### [AUSZUG]
▬▬▬▬▬▬▬▬▬▬

D. Vom Standpunkt einer inneren Selbsterfahrung aus ist kaum zu bestreiten, daß wir unser Handeln als durch Absichten bestimmt verstehen. Die einzige ernsthafte Streitfrage ist, in welcher Form sie unser Handeln bestimmen. Die Intentionalisten glauben: Absichten als etwas Sinnhaftes, Verstehbares müssen kraft begrifflich zu erfassender Sinnzusammenhänge wirken, wie sie der schon von Aristoteles entwickelte praktische Syllogismus beschreibt. Dessen Obersatz nennt die Absicht, der Untersatz die Auffassungen des Handelnden über die Mittel, die zu ihrer Verwirklichung geeignet seien; an die Stelle des Schlußsatzes tritt ein entsprechendes Handeln. Solche logischen Zusammenhänge seien kategorial von den kausalen verschieden (blinde Naturwirksamkeit). - Aber derartige begriffliche Zusammen­­hänge sind unausweichlich allgemein und können daher wohl nur erklären, warum einer sich zu einer bestimmten Art des Handelns entschlossen hat. Warum aber eine Einzelhandlung an einem bestimmten Ort zu einem bestimmten Zeitpunkt innerhalb des realen Geschehensablaufs aufgetreten ist, vermag offenbar nur eine reale kausale Wirksamkeit zu erklären, wenn eine Absicht und die Überzeugung, wie sie zu realisieren sei, zu einem bestimmten Zeitpunkt motivierend wirken. Ein praktischer Syllogismus kann nur eine allgemeine Handlungsmaxime, nicht ein einzelnes Handeln begründen. - Da einer durch dieselbe Körperbewegung u.U. verschiedene Absichten realisieren kann, hängt die Klassifikation der Handlung, welche Art der Handlung er vollbracht hat, wohl davon ab, welche seiner Absichten nicht bloß zu diesem Zeitpunkt latent vorhanden war, sondern ihn aktuell zu diesem Verhalten motiviert hat, also kausal gewirkt hat.

▬▬▬▬▬▬▬▬▬▬

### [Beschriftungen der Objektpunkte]

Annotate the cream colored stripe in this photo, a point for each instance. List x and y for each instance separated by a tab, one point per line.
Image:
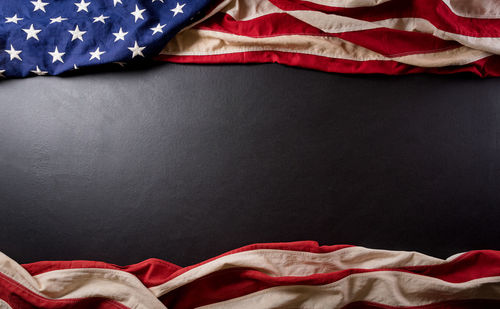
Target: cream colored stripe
207	42
279	263
348	3
331	23
487	44
474	8
4	305
112	284
249	9
390	288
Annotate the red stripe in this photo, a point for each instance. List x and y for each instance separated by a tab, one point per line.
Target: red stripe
489	66
388	42
19	297
457	304
153	272
230	283
435	11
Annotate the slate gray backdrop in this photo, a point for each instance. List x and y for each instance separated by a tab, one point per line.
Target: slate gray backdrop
184	162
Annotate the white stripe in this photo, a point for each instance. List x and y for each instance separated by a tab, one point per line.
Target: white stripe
348	3
474	8
280	263
391	288
195	42
116	285
244	10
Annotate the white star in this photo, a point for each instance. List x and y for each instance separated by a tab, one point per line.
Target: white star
56	55
100	18
137	13
14	54
158	28
32	33
82	6
120	35
77	34
57	19
136	50
39	5
178	8
38	71
14	19
96	54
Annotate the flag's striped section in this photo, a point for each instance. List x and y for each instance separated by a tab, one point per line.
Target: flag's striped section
282	275
356	36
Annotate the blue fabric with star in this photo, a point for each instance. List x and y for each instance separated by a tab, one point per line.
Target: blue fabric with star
39	37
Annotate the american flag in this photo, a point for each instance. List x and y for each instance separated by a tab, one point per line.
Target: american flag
53	36
349	36
279	275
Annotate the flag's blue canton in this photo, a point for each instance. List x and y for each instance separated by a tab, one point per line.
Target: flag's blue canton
52	36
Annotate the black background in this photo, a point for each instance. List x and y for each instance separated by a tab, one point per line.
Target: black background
184	162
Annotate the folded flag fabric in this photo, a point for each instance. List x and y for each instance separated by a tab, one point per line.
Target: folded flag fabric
350	36
279	275
52	36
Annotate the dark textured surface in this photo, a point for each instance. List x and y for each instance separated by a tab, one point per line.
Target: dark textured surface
184	162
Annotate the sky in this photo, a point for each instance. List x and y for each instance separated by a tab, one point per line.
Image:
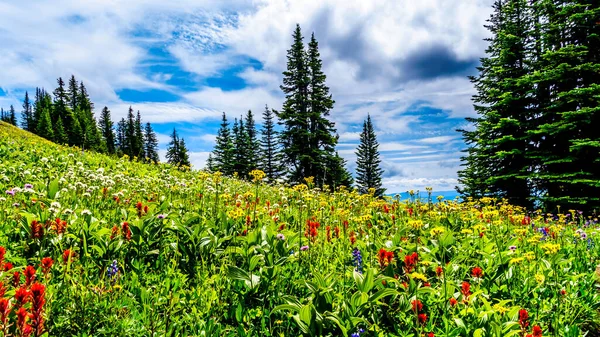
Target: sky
182	63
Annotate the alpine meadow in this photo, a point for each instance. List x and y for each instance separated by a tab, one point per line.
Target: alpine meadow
288	168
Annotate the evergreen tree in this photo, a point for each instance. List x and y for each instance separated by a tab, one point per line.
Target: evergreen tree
173	149
223	154
308	137
139	137
121	143
253	142
12	117
270	155
44	126
150	144
241	149
368	169
106	127
27	115
496	162
184	159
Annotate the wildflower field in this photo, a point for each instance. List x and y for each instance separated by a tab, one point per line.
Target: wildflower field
96	246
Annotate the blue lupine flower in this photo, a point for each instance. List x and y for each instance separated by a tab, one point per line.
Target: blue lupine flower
357	260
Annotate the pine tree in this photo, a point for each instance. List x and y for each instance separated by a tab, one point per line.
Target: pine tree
241	149
121	141
27	114
498	145
173	149
44	126
309	137
270	155
253	141
106	128
139	137
150	144
223	153
295	136
368	169
184	159
12	117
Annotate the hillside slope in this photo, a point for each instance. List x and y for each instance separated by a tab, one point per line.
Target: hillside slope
94	245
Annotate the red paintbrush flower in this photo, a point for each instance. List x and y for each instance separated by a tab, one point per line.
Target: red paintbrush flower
38	293
417	306
29	273
47	263
523	317
465	289
477	272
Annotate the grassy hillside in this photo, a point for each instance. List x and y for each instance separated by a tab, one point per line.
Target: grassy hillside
95	246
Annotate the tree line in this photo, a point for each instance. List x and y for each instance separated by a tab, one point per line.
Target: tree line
67	117
535	139
305	145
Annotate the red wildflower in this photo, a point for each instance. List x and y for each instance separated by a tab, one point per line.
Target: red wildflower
523	317
2	254
4	311
477	272
68	255
22	325
410	261
16	279
126	231
29	275
47	263
537	331
352	237
465	289
417	305
37	230
22	296
38	293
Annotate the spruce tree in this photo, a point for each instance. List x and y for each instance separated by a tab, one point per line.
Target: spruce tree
150	144
223	153
12	116
253	141
173	149
27	115
44	126
106	128
368	169
495	161
270	155
139	137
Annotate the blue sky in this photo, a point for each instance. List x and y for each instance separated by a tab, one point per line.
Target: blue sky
182	63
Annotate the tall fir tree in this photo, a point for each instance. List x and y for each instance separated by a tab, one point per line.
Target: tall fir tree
495	161
150	144
27	114
106	128
308	137
270	155
253	141
121	141
12	116
223	153
368	163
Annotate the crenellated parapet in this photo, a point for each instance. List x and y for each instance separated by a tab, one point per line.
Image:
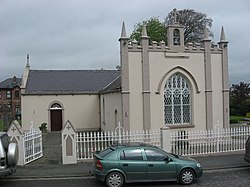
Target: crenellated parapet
161	46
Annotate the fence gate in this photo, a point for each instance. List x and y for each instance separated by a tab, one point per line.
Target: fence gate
32	145
29	142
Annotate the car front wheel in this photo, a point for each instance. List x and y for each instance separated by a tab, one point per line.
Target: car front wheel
114	179
187	176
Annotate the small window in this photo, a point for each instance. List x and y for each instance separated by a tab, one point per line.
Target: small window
8	93
5	142
16	94
154	155
105	152
56	106
134	154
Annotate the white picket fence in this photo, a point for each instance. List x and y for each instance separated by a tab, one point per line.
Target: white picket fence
182	142
209	141
89	142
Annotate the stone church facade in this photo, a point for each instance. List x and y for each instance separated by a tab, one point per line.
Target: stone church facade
173	85
159	85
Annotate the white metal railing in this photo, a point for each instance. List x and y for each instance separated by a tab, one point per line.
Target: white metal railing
32	145
209	141
184	142
89	142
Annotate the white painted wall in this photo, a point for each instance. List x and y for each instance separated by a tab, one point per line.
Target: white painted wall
112	102
81	110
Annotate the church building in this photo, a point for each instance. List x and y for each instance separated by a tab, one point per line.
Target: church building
159	85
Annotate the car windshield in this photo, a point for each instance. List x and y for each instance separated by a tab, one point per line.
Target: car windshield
176	156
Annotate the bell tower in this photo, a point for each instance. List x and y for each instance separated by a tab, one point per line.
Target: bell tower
175	34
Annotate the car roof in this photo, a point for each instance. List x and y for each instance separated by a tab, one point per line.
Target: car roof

▬▬▬▬▬▬▬▬▬▬

### [ZU ERLEDIGEN]
1. Gib den Auszug über Absicht und Handeln vollständig und wortgetreu wieder.
2. Zähle die Zeilen der Einträge, in denen die Zeichenfolge „backdrop“ vorkommt, wobei Groß- und Kleinschreibung zählt. Nenne nur die Zahl.

### [ENDGÜLTIGE ANTWORTEN]
1.
D. Vom Standpunkt einer inneren Selbsterfahrung aus ist kaum zu bestreiten, daß wir unser Handeln als durch Absichten bestimmt verstehen. Die einzige ernsthafte Streitfrage ist, in welcher Form sie unser Handeln bestimmen. Die Intentionalisten glauben: Absichten als etwas Sinnhaftes, Verstehbares müssen kraft begrifflich zu erfassender Sinnzusammenhänge wirken, wie sie der schon von Aristoteles entwickelte praktische Syllogismus beschreibt. Dessen Obersatz nennt die Absicht, der Untersatz die Auffassungen des Handelnden über die Mittel, die zu ihrer Verwirklichung geeignet seien; an die Stelle des Schlußsatzes tritt ein entsprechendes Handeln. Solche logischen Zusammenhänge seien kategorial von den kausalen verschieden (blinde Naturwirksamkeit). - Aber derartige begriffliche Zusammen­­hänge sind unausweichlich allgemein und können daher wohl nur erklären, warum einer sich zu einer bestimmten Art des Handelns entschlossen hat. Warum aber eine Einzelhandlung an einem bestimmten Ort zu einem bestimmten Zeitpunkt innerhalb des realen Geschehensablaufs aufgetreten ist, vermag offenbar nur eine reale kausale Wirksamkeit zu erklären, wenn eine Absicht und die Überzeugung, wie sie zu realisieren sei, zu einem bestimmten Zeitpunkt motivierend wirken. Ein praktischer Syllogismus kann nur eine allgemeine Handlungsmaxime, nicht ein einzelnes Handeln begründen. - Da einer durch dieselbe Körperbewegung u.U. verschiedene Absichten realisieren kann, hängt die Klassifikation der Handlung, welche Art der Handlung er vollbracht hat, wohl davon ab, welche seiner Absichten nicht bloß zu diesem Zeitpunkt latent vorhanden war, sondern ihn aktuell zu diesem Verhalten motiviert hat, also kausal gewirkt hat.

2. 2